# GOAL OF THE EXERCISE
Please reproduce only the part of the items that opens with the line containing "If any red flower" and closes with the line containing "[0,0,379,134]", including both of those lines and every line between them. Shift each box coordinate in the answers up by 149, and keep all other lines unchanged.

=== RECORD EXTRACTS ===

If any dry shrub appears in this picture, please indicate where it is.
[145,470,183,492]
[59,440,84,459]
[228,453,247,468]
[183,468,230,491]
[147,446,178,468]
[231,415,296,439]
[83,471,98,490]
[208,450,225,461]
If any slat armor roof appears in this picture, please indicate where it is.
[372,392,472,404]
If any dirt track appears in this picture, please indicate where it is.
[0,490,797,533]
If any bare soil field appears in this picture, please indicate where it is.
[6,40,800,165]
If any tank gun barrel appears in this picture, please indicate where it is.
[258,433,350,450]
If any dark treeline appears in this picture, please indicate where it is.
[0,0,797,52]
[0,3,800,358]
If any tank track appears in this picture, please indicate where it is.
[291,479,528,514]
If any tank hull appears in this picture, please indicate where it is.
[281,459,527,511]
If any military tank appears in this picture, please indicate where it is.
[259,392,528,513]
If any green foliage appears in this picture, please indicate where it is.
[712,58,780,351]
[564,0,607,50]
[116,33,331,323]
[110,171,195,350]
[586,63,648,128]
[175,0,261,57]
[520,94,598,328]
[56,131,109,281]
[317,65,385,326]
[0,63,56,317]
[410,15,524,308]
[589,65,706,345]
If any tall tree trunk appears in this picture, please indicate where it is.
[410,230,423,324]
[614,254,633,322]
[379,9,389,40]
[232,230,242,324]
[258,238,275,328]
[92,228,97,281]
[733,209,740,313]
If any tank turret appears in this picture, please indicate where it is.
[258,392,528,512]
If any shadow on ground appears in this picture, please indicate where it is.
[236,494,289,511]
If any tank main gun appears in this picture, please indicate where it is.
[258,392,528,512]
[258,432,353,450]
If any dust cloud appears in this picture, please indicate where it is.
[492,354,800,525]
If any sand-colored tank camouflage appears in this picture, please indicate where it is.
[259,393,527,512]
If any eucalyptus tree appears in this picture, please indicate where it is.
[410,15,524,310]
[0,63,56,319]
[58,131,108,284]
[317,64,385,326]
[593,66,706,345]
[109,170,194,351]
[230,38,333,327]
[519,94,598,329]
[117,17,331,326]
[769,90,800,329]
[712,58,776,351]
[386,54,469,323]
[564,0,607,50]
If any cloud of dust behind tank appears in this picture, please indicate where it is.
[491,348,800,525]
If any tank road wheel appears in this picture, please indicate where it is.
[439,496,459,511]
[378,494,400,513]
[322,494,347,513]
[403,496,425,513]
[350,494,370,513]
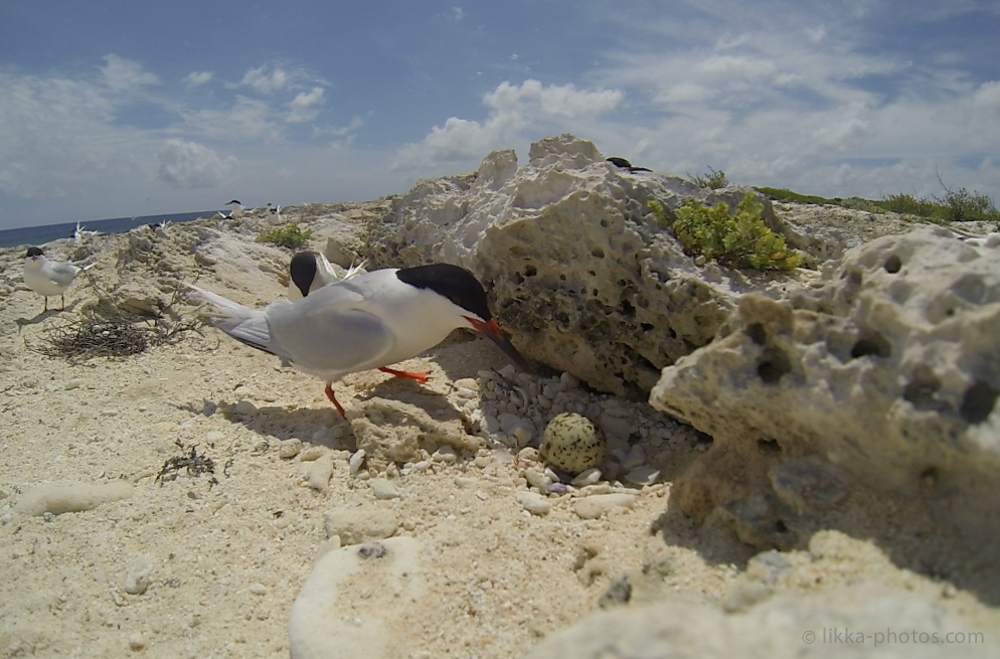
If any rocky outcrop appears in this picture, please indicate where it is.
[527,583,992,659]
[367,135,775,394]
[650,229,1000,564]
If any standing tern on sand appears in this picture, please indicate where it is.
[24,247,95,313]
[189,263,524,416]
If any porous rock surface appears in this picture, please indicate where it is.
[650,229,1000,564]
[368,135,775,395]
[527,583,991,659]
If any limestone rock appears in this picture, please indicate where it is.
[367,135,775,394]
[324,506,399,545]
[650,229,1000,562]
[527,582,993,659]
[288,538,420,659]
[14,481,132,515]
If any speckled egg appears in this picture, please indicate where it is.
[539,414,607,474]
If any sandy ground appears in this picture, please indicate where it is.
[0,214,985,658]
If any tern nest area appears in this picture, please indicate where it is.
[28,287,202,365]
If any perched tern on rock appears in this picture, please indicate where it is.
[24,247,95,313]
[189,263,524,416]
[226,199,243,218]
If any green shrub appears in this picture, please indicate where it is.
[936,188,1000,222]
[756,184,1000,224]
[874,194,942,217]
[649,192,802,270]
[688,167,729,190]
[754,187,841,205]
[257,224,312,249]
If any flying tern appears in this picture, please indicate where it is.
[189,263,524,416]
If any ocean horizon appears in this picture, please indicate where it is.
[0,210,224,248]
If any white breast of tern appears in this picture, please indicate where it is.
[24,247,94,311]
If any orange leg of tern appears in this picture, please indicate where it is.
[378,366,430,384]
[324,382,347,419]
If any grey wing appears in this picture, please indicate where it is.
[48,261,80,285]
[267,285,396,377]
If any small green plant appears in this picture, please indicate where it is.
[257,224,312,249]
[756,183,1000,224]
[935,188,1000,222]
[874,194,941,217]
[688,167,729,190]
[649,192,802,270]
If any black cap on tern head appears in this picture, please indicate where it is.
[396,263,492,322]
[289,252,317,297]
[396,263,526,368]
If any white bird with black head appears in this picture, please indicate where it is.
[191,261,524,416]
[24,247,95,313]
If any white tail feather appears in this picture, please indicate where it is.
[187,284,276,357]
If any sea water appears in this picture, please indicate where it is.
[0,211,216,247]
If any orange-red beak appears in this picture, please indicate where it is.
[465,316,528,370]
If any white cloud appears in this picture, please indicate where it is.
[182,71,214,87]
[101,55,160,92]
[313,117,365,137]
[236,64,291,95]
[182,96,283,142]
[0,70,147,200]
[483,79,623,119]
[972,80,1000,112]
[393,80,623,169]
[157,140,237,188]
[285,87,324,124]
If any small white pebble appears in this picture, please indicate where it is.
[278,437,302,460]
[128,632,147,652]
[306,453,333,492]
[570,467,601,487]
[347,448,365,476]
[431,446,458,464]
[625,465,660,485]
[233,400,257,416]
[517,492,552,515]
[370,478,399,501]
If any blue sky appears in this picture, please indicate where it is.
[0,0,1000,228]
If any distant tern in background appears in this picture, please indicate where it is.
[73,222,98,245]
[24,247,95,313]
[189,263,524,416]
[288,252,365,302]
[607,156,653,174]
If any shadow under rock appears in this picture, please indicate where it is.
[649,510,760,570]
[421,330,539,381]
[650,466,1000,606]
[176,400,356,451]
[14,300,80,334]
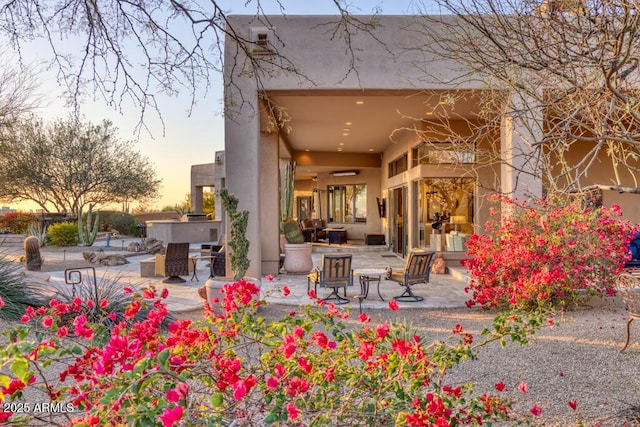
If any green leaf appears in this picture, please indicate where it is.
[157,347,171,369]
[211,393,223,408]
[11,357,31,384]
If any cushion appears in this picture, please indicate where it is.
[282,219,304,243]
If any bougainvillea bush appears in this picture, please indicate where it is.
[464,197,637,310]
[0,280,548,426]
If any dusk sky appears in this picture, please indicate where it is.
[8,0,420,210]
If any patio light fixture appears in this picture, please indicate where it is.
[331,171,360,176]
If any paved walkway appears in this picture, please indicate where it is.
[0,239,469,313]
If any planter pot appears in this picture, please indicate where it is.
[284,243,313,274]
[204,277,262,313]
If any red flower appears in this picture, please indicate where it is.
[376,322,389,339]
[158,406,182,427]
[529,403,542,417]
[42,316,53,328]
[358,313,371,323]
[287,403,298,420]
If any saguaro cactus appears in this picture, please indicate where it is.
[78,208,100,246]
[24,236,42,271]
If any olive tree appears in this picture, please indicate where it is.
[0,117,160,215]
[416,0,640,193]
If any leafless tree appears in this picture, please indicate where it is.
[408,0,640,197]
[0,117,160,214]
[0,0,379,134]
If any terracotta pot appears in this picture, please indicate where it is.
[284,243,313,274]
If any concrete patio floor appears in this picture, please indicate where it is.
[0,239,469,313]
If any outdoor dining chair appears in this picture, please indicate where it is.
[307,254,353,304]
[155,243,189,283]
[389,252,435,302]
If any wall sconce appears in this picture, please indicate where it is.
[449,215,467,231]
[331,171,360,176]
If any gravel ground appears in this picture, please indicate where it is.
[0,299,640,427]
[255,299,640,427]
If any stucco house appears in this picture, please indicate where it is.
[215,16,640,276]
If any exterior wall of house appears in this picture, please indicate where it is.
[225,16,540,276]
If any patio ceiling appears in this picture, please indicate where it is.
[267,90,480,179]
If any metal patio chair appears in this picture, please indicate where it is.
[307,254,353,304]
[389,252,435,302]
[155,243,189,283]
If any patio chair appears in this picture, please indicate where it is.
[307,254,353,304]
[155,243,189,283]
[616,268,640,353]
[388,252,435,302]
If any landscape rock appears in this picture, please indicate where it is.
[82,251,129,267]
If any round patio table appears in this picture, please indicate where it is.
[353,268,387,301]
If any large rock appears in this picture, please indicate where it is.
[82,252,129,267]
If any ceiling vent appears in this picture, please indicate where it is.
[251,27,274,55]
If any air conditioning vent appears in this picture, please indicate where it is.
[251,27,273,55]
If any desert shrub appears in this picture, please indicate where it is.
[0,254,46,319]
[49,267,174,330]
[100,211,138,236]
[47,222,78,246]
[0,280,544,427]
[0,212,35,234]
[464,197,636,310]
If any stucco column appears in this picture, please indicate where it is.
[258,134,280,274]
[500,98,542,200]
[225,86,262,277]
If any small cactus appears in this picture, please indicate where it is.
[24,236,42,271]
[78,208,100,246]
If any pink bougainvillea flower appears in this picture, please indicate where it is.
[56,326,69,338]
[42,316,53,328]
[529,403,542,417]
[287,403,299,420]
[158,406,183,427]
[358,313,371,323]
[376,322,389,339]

===
=== RECORD EXTRACTS ===

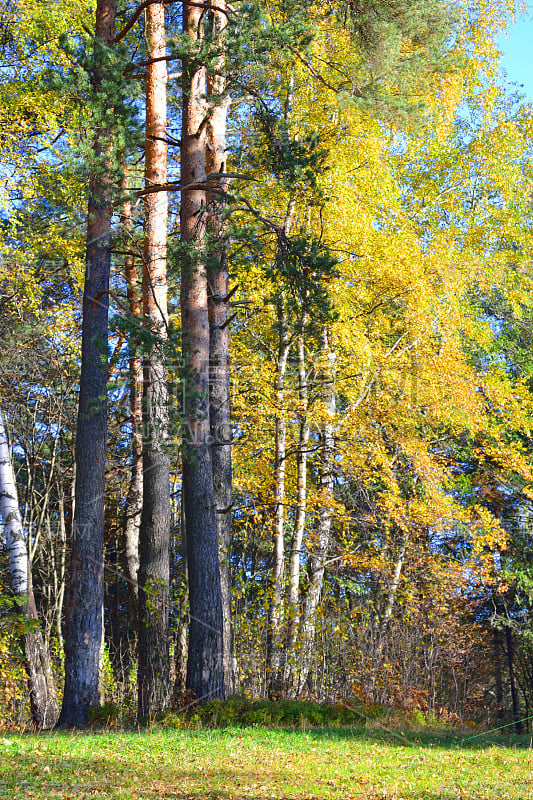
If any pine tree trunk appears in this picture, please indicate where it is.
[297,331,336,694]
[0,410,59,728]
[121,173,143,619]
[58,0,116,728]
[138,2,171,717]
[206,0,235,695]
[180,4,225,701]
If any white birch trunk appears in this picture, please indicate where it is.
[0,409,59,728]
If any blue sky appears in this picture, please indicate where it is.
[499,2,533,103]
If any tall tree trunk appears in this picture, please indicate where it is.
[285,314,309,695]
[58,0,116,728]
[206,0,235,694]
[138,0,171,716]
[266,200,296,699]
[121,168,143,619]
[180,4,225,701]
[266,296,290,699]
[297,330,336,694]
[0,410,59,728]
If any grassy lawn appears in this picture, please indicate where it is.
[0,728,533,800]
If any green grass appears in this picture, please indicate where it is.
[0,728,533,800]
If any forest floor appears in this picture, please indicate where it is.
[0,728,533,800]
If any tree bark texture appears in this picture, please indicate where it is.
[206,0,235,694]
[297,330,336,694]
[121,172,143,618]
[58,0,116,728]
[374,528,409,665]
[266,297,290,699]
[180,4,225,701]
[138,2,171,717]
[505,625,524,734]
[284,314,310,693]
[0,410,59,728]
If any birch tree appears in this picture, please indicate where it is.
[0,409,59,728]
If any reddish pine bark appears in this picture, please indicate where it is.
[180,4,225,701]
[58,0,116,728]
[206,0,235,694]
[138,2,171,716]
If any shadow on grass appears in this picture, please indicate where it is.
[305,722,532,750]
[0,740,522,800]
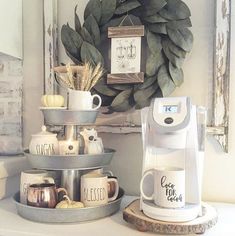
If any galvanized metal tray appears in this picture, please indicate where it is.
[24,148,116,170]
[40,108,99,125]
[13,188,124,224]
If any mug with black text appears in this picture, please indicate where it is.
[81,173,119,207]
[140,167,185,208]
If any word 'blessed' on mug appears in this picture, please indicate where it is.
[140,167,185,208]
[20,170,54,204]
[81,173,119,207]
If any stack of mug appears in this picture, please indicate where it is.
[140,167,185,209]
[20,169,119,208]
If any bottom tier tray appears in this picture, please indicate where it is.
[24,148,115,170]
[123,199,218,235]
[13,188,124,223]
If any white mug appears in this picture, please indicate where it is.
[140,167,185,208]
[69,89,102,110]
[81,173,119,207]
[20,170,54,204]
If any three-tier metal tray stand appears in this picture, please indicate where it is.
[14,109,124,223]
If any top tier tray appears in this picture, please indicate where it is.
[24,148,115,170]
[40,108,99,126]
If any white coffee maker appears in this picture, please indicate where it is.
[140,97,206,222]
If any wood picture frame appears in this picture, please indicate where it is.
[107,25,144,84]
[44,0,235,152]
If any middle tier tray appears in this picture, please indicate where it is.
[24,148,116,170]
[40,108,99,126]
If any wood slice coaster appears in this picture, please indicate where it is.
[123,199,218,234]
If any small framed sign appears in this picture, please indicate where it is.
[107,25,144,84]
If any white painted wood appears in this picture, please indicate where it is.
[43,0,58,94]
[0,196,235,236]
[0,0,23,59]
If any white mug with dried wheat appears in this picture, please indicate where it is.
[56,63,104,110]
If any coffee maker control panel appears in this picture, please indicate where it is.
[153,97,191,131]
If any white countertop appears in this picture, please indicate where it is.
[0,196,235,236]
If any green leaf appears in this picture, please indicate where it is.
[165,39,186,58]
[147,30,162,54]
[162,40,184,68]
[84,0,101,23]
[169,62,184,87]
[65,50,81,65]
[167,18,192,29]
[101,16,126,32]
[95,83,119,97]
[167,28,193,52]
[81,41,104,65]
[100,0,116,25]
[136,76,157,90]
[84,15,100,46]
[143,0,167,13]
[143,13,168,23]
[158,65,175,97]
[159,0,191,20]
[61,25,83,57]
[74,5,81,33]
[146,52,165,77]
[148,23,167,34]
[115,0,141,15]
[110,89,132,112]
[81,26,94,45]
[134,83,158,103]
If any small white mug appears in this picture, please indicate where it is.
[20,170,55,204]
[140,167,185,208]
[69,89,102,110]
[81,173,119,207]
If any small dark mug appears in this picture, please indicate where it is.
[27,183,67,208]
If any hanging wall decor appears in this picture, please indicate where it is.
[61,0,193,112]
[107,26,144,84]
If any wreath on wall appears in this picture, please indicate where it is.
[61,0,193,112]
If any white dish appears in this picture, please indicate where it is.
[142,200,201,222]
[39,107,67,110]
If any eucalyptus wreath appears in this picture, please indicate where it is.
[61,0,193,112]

===
=== RECORD EXTRACTS ===

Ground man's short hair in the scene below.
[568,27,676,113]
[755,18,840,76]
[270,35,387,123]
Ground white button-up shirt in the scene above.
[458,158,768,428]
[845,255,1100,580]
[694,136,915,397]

===

# CORRECT RESPONSE
If any red flower appears in this picture, please indicate where it is.
[525,471,538,488]
[307,555,331,576]
[678,552,691,566]
[191,465,202,477]
[507,462,520,472]
[436,552,447,569]
If any saguaro cactus appears in this picture, please indicate where it is.
[227,357,249,395]
[173,385,191,420]
If any olive tree appears in this picture, please indicate where it is.
[149,266,309,364]
[565,149,789,342]
If any leafless tree appears in this picture, please indicate where it is.
[557,149,789,346]
[149,266,309,363]
[149,149,528,283]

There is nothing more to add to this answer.